→ PROVIDED ENTRIES:
========================

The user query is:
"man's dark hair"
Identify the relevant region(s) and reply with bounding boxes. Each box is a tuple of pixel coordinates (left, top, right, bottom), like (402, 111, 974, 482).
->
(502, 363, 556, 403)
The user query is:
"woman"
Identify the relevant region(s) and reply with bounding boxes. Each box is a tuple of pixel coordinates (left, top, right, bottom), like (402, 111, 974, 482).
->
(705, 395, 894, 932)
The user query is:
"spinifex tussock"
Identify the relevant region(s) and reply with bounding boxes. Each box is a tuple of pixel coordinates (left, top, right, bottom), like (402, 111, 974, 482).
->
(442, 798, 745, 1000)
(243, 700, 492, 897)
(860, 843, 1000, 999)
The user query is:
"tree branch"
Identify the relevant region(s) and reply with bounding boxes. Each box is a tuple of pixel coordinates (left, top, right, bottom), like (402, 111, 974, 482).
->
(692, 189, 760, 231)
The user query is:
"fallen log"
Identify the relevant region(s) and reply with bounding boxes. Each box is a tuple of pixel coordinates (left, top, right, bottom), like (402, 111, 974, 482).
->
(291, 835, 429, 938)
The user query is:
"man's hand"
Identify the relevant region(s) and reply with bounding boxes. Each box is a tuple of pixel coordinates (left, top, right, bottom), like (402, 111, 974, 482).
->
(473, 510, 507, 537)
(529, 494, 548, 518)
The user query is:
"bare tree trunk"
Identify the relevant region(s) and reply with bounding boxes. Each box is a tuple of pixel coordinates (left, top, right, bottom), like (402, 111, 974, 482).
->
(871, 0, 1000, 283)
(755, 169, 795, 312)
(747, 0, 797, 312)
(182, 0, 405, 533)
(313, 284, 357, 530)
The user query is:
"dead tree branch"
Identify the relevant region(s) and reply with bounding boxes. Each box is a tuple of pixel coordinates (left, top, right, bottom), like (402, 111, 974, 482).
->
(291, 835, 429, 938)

========================

→ ACTIVITY: I need each of the entries above printed again exactly.

→ ANSWER SECTION:
The user query is:
"man's dark hair"
Identify the relevant region(s) and reply with bounding boxes. Each box is a tuple of pixel coordinates (left, top, right, bottom), like (402, 111, 974, 482).
->
(502, 363, 556, 403)
The user query is:
"woman"
Identify the relevant region(s) and reply with bounding boxes. Each box is a tuple of pixel coordinates (left, top, right, bottom), like (402, 111, 974, 482).
->
(705, 395, 894, 932)
The user query is:
"spinifex tussock"
Identify the relevant region(s) and reply with bounding boxes. Each box is a tuple of pixel coordinates (left, top, right, bottom), like (402, 111, 974, 482).
->
(442, 798, 745, 1000)
(243, 700, 492, 897)
(860, 843, 1000, 999)
The user query is:
"tree branch"
Identify the relevant region(s) and reply with bounding boxes. Each box is a tuple of pixel coordinates (left, top, right, bottom), like (402, 111, 974, 482).
->
(692, 189, 760, 231)
The user query is:
"fallen log"
Identify the relevant region(s) and reply with bounding boxes. Each box is a tuple of pixel coordinates (left, top, right, bottom), like (402, 111, 974, 482).
->
(291, 835, 429, 938)
The user query is:
"man's hand"
Identify the relevant region(s) and reply with bounding boxes. Each box is a tuple of pixel coordinates (left, top, right, bottom), like (402, 111, 974, 482).
->
(473, 510, 507, 537)
(529, 494, 548, 518)
The user query is:
"bare tree trunk"
Identify the relevant region(s) and reply with bounding boxes. Each box is a tuple of pixel coordinates (left, top, right, bottom), like (402, 111, 974, 482).
->
(871, 0, 1000, 283)
(755, 169, 795, 312)
(747, 0, 797, 312)
(182, 0, 405, 533)
(313, 284, 357, 530)
The user query is:
"dead tree branch"
Identify the relevant region(s) and reply with bounding boxes. Each box is a tuple of pixel coordinates (left, top, right, bottom), like (402, 111, 974, 482).
->
(291, 835, 429, 938)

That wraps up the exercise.